▸ Given instruction:
Find each line in the listing below that contains the word "must", and copy every such line.

++++++++++++++++++++

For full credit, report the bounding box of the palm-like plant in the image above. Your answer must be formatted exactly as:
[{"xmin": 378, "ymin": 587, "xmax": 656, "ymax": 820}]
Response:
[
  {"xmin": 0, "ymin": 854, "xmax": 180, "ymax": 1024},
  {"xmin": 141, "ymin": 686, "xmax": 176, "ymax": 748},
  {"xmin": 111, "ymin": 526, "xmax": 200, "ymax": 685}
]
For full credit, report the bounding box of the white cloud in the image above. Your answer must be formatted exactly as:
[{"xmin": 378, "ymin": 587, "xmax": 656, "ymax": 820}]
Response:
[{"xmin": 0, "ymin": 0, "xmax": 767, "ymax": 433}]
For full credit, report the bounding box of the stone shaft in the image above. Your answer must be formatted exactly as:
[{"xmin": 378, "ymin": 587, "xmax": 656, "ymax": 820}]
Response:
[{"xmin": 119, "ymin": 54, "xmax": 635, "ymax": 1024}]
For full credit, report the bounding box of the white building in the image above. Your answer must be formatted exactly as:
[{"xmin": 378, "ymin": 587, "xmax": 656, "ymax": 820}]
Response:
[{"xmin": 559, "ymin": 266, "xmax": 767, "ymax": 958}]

++++++++++++++++++++

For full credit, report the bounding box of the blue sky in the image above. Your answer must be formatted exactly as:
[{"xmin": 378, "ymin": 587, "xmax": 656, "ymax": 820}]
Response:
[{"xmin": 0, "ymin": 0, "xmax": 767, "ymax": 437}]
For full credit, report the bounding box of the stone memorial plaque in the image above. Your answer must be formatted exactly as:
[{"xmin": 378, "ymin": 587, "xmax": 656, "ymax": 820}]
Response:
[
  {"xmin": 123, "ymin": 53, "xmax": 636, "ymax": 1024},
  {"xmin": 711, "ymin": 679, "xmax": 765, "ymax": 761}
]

++++++++++++++++++++

▸ Completed exercise:
For full credit, report the bounding box of the palm-like plant in the image above. Your answer must be formatted exactly as:
For full credit, report the bounding box of the white cloud in the image above. Your answer must be formatted exactly as:
For full credit, report the bounding box of the stone shaft in the image above. Your answer must be formatted exactly as:
For full credit, report the bounding box of the white building in the image above. Your answer must be formatted exactly as:
For full credit, report the bounding box of the blue sky in the image above. Your answer must be formatted exactly as:
For full credit, report the bounding box of the stone memorial plaque in the image above. Your answer must be formatted exactly as:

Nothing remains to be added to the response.